*** Dataset records

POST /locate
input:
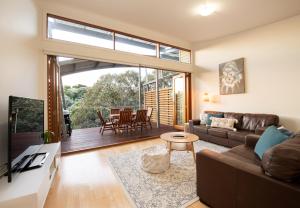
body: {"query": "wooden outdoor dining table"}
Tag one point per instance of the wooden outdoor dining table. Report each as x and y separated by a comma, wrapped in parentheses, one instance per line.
(117, 115)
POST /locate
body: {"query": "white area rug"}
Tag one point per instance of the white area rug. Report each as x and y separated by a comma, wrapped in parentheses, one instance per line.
(174, 188)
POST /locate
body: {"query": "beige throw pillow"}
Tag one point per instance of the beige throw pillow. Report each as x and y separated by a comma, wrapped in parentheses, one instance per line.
(226, 123)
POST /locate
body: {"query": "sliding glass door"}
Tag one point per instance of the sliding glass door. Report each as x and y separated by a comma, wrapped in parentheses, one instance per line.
(179, 99)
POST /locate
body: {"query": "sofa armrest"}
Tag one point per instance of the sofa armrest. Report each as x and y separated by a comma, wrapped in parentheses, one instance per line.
(260, 130)
(251, 140)
(226, 181)
(192, 123)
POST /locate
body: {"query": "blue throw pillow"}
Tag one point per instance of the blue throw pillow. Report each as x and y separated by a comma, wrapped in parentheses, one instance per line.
(271, 136)
(208, 121)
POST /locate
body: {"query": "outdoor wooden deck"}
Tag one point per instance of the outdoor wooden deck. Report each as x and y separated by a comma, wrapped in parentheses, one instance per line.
(90, 138)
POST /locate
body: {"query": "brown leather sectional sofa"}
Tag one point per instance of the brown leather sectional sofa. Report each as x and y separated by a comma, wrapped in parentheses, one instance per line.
(236, 179)
(247, 124)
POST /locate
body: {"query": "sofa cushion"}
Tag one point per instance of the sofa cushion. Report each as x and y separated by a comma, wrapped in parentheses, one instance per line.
(253, 121)
(219, 132)
(244, 154)
(271, 136)
(283, 160)
(201, 129)
(226, 123)
(238, 135)
(237, 116)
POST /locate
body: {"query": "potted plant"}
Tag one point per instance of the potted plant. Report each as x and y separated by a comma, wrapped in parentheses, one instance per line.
(47, 136)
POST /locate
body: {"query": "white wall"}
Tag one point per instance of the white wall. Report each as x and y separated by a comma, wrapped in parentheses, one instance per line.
(272, 71)
(19, 58)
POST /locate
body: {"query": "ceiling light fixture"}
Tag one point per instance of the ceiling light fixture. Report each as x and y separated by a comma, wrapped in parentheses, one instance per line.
(207, 9)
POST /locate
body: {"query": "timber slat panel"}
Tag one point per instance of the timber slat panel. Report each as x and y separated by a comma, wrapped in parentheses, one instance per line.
(165, 105)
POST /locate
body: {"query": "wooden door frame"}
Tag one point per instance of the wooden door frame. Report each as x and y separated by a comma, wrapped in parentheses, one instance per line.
(187, 100)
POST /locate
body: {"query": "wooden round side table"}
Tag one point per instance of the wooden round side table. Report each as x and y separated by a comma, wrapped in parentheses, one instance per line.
(180, 141)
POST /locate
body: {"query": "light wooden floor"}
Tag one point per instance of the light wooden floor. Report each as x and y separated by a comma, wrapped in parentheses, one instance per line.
(86, 180)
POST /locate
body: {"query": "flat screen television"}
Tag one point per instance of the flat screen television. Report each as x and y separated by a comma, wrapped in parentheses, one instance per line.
(25, 130)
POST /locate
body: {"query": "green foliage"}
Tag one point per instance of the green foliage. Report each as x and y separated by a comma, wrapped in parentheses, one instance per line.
(111, 90)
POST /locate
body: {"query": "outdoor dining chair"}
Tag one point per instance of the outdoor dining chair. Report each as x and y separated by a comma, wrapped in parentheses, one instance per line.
(125, 121)
(105, 125)
(140, 119)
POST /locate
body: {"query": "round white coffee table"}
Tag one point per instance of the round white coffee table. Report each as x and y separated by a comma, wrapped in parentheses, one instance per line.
(180, 141)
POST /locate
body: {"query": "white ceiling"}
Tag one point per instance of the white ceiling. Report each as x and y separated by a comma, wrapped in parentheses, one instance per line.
(177, 18)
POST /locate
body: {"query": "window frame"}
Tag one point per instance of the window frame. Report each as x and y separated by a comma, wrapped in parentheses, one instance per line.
(114, 32)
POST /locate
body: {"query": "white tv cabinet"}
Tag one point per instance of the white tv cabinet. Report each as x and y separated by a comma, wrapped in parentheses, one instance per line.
(30, 189)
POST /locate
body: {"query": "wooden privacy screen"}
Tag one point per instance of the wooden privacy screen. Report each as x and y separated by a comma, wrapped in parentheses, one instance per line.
(54, 98)
(165, 105)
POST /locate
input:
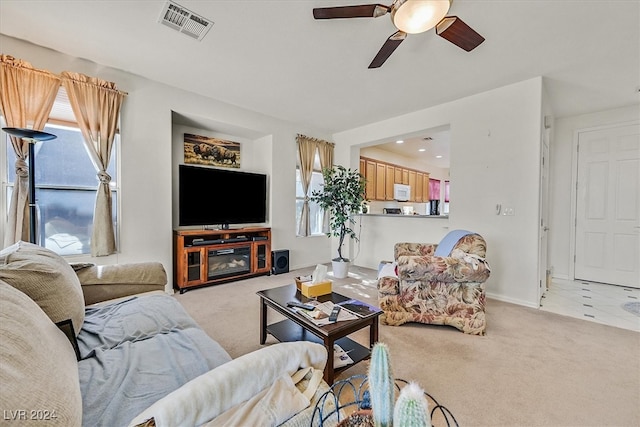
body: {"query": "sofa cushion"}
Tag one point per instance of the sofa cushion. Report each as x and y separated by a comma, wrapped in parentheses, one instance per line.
(46, 278)
(449, 242)
(38, 368)
(135, 352)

******

> **Written task**: Set the pictures aside and transcribe the data above exactly.

> **Result of this task**:
POST /locate
input:
body: {"query": "wooden outdoor dining table"}
Tag one point per instance of the wooden outdoor dining table. Report each as x and y separated by a comma, wrapped in parentheses, one instance per line.
(117, 115)
POST /locate
body: {"query": "white area rug"}
Tag one point per instance of the white area rug. Report each as x and y separated by a comma, wrapped in parentheses, one instance per line.
(174, 188)
POST /locate
body: {"query": "beige throw pillow"}
Tag one point per instance of the beige throw pillow. Report each as x and y separated by a comma, wrapped in parentheses, one instance per line.
(226, 123)
POST /locate
body: {"query": "sliding glass door"}
Tag one point per instance of the sliding glass door. Report each as x and y separated by a comma, wrapped in parentheses, one instance per line.
(179, 99)
POST /locate
body: {"query": "sofa armrest"}
Tag one point per instance of the sofa armrest. Report each as x and y separated by a comma, wrapped in parentheses, one instance per line.
(260, 130)
(251, 140)
(226, 181)
(192, 123)
POST /locate
body: {"query": "blue throw pillow"}
Tag one point per instance of the blue throw pillow. Report each as x and y separated by a comma, wrapped in parentheses, one instance per line.
(271, 136)
(208, 121)
POST /locate
body: {"query": "outdoor wooden deck"}
Tag one point per instance of the outdoor wooden deck. Report each as x and y separated by a comma, wrapped in parentheses, one instance per line.
(90, 138)
POST /locate
body: {"query": "brown leather sectional sofa"}
Tag one point per instance of the brown leather sectional sofa. Report each as x and y separated by a comma, wrapped in parentheses, one instance per line.
(236, 179)
(247, 124)
POST /locate
body: {"query": "sofa cushion"}
Tag one point per instance of the sofa cushion. Report each as x and y separated by a comma, wrapped in parentheses, one instance per line.
(253, 121)
(219, 132)
(244, 154)
(271, 136)
(283, 160)
(201, 129)
(226, 123)
(238, 135)
(237, 116)
POST /locate
body: {"query": "potted plant"}
Tag one point per instance of the potted plant. Report each as x and y separated by a comma, wrapped in parentheses, one instance per line.
(47, 136)
POST /locate
body: {"query": "white wall"}
Tag one point per instance of the white wall. Report each as x and y separated by a comma, wrapped in parentheses, one instance per line.
(272, 71)
(19, 58)
POST /locate
body: {"query": "ceiling light fixture"}
Tag one point per instance of the ceiling light fixture. Report each as x and y separated by a comma, wrapped in parentheses, one instance per line.
(207, 9)
POST /locate
body: {"query": "timber slat panel"}
Tag one point per instance of the timber slat panel. Report each as x and y separated by a comma, wrapped in parentheses, one instance per line.
(165, 105)
POST /locate
body: {"query": "wooden door frame"}
Tag one point per instance of the wooden door frame. Report each as x and y separated by a comma, wrapped in parentheses, one instance per line.
(187, 100)
POST /locate
body: {"query": "wooden round side table"}
Tag one point per instance of the wooden round side table. Report each as x and y separated by a comma, wrapped in parentheses, one instance per line.
(180, 141)
POST /locate
body: {"query": "light wooden floor"}
Tag one point per instance of the light wooden floor. Report each as x and y separated by a comma, wrapped in parentheses, one instance per line.
(86, 180)
POST /locate
body: {"query": "flat screen television"}
Tag one point per instance of the flat screen television. Report each as x and y separated by a comma, wrapped in parentheses, one instance per line.
(25, 130)
POST /locate
body: {"query": "green foliage"}
Tag one point per instance of the green foliage. Report each as x and y separated by a comma, wrapped in parentheses, one instance per line.
(111, 90)
POST /locate
body: {"query": "outdoor dining chair"}
Tag one point per instance of the outdoor dining chair. Report each as x and y separated by a comma, wrapped in parentheses, one instance per line.
(125, 121)
(105, 125)
(140, 119)
POST /locate
body: {"query": "round white coffee table"}
Tag one point per instance of the round white coffee table. Report each as x and y separated by a comma, wrapped in parentheses, one instance per line.
(180, 141)
POST /locate
body: {"query": "white ceiling"}
Tag one point per instance of the white ceiling. Report each as x and y separated by a comma, wrapped in parentheses, one instance per line.
(177, 18)
POST /locate
body: {"query": "window frame"}
Tag one point per instance of the window frame. Report each as x and y separated by a comma, wrapped in parentheses, one instance per line.
(114, 32)
POST /locate
body: {"query": "white tv cabinet"}
Tag one point per instance of the white tv cabinet. Report each as x and y separated by a comma, wrapped in parentheses, one instance per line.
(30, 189)
POST /locate
body: {"query": "wooden privacy screen"}
Tag one point per instance of the wooden privacy screen. Report each as x and y separated by a comma, wrapped in parentheses, one instance per line.
(54, 98)
(165, 105)
POST /locate
input:
body: {"query": "sofa cushion"}
Tag one point per instance of the sofa cushion. Report each as x and y separated by a comma, wrapped in parentheses, one instance per line.
(46, 278)
(449, 242)
(38, 368)
(135, 352)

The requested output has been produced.